Page text ->
He met his first wife, the poet and writer Margaret Scott, in England, and they migrated to Tasmania in 1959. There he taught at a Hobart high school, while Margaret developed her career as a poet and writer. His second wife, whom he married in 1968 after moving to Sydney in 1965, was the artist Janet Dawson. She won the 1973 Archibald Prize with a portrait of Boddy. Boddy and Dawson moved to Binalong, from where he wrote a regular food column for The Canberra Times.

He died in April 2014, aged 80; he was survived by Janet Dawson Boddy, two children (a third son predeceased him), six grandchildren, two great-grandchildren, and a sister.

Material supplied ->
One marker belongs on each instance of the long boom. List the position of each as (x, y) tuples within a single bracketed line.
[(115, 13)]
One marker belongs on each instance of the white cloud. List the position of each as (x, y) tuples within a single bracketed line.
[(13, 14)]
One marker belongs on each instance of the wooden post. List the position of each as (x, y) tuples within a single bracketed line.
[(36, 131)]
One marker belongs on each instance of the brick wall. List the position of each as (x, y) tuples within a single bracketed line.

Tasks and exercises ->
A: Duplicate everything in the passage about Boddy from "He died in April" down to "and a sister.".
B: Using the passage about Boddy, decide whether each statement agrees with it, answering yes or no and quoting the words that settle it: (i) Boddy and Margaret Scott migrated to Tasmania in 1959. (ii) Janet Dawson won the 1973 Archibald Prize with a portrait of Margaret Scott. (iii) Boddy was survived by three children.
C: According to the passage about Boddy, which newspaper carried his regular food column?

Solutions to each task ->
A:
He died in April 2014, aged 80; he was survived by Janet Dawson Boddy, two children (a third son predeceased him), six grandchildren, two great-grandchildren, and a sister.

B:
(i) Yes: "they migrated to Tasmania in 1959."
(ii) No: "She won the 1973 Archibald Prize with a portrait of Boddy."
(iii) No: "two children (a third son predeceased him)"

C: The Canberra Times.